■ **STATED EXERCISE**
Return the lines below unchanged, starting at the first line of the entries and stopping after the line that contains "14,286,787,598".

====== EXERCISE INPUT ======

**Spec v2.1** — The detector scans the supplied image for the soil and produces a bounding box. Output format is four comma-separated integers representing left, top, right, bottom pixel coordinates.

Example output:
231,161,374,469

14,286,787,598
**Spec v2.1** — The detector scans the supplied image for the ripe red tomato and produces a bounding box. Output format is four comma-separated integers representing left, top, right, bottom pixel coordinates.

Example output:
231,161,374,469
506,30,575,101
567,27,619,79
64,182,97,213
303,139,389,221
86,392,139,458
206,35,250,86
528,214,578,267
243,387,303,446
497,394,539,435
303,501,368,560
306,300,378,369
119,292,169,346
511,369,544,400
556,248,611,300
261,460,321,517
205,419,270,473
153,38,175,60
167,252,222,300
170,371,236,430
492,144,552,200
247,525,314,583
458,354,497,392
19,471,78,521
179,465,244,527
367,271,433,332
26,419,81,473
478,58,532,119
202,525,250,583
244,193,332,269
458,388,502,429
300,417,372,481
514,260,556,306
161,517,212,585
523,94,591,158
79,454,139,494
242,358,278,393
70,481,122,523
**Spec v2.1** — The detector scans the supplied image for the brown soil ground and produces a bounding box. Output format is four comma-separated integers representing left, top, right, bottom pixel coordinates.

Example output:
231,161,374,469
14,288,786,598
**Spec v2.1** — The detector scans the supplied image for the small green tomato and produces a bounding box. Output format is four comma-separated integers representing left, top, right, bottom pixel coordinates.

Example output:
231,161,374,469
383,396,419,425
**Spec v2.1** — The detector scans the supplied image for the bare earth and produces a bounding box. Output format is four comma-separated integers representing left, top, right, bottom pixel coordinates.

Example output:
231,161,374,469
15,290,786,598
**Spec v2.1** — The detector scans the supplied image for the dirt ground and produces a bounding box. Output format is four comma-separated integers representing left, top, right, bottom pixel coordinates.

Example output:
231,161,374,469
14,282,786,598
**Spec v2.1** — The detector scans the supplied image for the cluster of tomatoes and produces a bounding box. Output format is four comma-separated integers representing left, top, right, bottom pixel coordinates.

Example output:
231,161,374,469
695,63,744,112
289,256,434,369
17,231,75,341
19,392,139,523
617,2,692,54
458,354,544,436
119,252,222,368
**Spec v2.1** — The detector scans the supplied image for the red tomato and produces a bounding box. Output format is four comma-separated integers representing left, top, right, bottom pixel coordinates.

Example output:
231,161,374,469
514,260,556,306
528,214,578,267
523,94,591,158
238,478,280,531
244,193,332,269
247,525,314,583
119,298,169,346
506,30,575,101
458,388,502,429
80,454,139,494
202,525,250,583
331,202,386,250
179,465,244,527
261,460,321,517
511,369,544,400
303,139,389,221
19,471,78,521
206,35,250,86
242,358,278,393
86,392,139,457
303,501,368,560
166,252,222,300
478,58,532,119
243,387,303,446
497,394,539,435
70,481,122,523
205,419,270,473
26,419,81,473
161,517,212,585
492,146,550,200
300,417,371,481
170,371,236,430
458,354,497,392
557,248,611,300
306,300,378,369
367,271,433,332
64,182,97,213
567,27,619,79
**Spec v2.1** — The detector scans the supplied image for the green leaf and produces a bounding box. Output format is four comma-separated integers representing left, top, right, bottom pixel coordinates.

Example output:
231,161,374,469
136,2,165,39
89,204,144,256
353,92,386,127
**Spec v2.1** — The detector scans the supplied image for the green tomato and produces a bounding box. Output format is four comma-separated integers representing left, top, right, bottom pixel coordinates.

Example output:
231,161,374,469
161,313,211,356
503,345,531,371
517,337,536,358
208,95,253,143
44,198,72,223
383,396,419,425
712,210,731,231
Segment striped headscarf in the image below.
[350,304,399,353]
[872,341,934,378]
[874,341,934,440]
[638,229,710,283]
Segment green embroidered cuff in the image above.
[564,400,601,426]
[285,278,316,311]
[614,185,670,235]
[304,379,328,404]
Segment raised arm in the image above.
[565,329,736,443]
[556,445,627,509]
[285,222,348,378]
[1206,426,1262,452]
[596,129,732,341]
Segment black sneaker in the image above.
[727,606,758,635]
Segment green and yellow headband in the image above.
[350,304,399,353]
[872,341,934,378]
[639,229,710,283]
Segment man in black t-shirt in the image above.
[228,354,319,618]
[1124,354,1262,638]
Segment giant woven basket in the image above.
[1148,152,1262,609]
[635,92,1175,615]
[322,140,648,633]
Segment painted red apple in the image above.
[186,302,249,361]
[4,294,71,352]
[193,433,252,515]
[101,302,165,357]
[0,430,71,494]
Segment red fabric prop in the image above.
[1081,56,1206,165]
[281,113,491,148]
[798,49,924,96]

======

■ **SOLVED EXERCISE**
**Spec v2.1** — The detector scans the supplied image for the soil and produces a bounding box. Output format is four comma-separated integers representing left, top, right, bottom pixel coordinates.

Example output:
231,161,374,469

14,286,787,598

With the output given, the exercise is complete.